* BRIEF:
Reproduce part of the course passage word for word: begin at the words "Below is a guest" and stop after the words "let us know.".

* SOURCE PASSAGE:

══════════

Below is a guest post written by Amanada Kennedy originally posted on Masculinities 101. If you have a teaching resource or idea you’d like to share on Sociology Source please let us know.

Large Bicep with Football Stitching On It
Img: Visual Culture Blog

With the Spring semester about to begin, I am deep in “course prep” mode. This semester I will be teaching American Society, a staple in the sociology department. I generally teach this class as a course on inequality, specifically debunking the myth that our society is a classless, egalitarian society. I divide the course into four segments on class, race, gender, and sexuality, with the final component of each segment working to tie these categories together and introduce students to the theory of intersectionality. We explore how science, medicine, family, religion, popular culture, media, education, and public policies (like marriage, health care, and immigration law) both create and propagate inequality. And we talk about whether institutions like these, which are often used to preserve the status quo, can instead be used to fight inequality. By the end of the semester, students are able to explain how social identity categories operate in the United States, and accurately link these categories to existing problems of inequality. It is my favorite course to teach, and generally students seem to enjoy the provocative discussions that emerge out of the readings and lectures.

══════════

* SUPPLIED MATERIAL:
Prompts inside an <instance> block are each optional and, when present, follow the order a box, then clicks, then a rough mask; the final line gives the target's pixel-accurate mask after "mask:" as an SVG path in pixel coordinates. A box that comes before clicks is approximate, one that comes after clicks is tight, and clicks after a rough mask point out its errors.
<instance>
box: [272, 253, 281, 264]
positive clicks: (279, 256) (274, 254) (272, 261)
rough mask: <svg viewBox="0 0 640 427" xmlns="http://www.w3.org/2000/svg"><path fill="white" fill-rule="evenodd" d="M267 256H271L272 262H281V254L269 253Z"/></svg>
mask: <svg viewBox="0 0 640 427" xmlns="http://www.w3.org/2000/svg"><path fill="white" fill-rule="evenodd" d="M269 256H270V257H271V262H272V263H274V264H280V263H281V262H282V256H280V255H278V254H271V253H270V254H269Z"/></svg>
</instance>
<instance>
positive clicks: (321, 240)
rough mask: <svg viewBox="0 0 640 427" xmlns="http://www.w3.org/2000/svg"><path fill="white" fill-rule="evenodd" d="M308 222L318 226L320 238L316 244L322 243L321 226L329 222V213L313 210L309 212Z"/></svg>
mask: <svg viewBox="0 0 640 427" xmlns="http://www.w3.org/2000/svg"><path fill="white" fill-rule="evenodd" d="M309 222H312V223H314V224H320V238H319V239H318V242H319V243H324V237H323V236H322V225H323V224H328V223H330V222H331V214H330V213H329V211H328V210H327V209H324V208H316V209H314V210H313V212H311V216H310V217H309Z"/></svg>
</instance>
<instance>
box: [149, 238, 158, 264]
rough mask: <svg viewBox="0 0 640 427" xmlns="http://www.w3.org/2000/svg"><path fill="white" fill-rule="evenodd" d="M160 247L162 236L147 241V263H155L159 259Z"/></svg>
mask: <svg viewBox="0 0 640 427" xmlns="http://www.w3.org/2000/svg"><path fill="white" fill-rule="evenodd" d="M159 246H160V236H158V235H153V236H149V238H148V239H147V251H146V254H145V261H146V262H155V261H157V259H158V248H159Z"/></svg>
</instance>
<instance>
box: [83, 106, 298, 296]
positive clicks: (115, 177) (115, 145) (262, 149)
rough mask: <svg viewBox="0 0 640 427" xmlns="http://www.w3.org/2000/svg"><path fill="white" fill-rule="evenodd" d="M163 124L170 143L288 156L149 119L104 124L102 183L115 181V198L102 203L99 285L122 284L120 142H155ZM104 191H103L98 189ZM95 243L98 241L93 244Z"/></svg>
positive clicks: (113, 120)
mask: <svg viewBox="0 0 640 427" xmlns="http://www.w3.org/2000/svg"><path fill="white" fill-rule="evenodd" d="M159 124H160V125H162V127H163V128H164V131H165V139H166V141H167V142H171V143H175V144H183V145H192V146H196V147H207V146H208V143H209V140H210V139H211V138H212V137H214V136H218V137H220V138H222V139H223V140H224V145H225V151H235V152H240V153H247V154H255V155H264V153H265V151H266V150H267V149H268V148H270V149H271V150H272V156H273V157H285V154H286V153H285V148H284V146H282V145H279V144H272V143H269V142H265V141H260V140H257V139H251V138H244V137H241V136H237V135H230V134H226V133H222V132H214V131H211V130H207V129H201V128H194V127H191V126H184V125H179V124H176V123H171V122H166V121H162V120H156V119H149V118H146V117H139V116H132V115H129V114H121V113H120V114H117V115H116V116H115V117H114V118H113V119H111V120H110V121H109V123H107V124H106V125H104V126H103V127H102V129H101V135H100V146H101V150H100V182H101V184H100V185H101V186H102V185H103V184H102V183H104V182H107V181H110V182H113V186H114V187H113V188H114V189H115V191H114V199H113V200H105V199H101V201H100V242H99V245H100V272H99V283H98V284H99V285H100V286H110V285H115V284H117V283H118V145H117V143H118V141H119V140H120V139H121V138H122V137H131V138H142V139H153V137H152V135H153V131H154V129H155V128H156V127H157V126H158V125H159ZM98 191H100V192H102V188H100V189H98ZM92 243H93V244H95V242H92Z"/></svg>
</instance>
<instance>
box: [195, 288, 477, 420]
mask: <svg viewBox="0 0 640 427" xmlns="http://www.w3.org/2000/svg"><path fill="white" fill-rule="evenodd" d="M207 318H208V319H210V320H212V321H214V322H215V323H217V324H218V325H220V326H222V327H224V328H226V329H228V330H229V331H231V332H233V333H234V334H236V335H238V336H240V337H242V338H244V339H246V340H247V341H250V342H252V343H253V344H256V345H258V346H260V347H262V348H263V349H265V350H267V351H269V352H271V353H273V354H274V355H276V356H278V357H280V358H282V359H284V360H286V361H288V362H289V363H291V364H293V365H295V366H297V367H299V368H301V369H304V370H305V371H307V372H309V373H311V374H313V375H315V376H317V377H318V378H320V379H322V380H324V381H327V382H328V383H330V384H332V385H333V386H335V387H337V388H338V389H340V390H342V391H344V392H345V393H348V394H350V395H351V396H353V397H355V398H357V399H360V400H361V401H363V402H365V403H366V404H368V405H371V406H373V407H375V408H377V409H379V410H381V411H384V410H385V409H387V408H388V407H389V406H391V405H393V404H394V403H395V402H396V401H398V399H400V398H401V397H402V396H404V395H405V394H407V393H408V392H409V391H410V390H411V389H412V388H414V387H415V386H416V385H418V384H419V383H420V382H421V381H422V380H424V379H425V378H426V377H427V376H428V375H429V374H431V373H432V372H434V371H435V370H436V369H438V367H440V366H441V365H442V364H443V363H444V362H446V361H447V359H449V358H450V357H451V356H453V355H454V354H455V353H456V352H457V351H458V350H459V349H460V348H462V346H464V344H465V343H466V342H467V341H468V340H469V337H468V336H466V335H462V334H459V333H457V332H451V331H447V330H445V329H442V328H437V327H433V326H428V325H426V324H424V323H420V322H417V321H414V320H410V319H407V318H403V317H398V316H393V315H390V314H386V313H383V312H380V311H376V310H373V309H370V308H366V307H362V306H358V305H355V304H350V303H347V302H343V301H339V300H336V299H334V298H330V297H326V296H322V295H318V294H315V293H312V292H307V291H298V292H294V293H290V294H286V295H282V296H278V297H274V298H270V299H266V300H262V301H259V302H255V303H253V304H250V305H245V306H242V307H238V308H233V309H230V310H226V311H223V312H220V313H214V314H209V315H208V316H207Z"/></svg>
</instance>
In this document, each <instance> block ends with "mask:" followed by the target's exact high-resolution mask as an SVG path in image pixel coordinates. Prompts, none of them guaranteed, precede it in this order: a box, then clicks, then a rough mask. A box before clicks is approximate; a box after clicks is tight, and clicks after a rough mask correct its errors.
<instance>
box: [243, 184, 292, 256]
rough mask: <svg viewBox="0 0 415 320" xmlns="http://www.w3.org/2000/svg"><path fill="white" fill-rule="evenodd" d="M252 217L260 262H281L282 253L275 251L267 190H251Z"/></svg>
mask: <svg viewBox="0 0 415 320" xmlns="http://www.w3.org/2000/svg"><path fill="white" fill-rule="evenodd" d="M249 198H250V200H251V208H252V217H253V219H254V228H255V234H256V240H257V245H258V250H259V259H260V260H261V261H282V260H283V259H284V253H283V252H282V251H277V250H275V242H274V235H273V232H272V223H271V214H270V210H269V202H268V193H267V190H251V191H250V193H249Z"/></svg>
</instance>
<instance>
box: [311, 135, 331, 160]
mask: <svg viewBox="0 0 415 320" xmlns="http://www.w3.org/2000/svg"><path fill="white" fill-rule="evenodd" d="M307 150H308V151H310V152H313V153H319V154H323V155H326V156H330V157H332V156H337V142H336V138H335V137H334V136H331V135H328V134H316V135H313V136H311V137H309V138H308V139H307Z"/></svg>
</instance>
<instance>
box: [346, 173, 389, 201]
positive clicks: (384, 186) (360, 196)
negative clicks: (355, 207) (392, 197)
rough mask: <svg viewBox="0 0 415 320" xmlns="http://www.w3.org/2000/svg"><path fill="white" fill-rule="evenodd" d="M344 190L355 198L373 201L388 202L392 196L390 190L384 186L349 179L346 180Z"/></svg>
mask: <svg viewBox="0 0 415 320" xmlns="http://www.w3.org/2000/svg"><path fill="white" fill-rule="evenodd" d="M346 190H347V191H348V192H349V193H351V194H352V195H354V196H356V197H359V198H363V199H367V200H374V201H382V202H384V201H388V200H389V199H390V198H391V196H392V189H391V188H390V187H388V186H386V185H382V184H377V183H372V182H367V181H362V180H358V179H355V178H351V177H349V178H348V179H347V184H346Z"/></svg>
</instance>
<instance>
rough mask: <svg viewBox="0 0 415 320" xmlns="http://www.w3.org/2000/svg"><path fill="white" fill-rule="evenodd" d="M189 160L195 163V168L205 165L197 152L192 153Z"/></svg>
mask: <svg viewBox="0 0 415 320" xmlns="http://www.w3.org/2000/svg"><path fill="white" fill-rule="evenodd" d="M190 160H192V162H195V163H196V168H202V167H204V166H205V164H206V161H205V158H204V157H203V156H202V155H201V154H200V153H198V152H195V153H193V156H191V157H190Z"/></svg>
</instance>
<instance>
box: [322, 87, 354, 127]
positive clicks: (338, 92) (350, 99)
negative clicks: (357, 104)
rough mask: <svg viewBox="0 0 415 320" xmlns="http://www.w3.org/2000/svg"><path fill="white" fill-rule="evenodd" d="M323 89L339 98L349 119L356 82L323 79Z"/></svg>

══════════

* OUTPUT FOR THIS EXERCISE:
Below is a guest post written by Amanada Kennedy originally posted on Masculinities 101. If you have a teaching resource or idea you’d like to share on Sociology Source please let us know.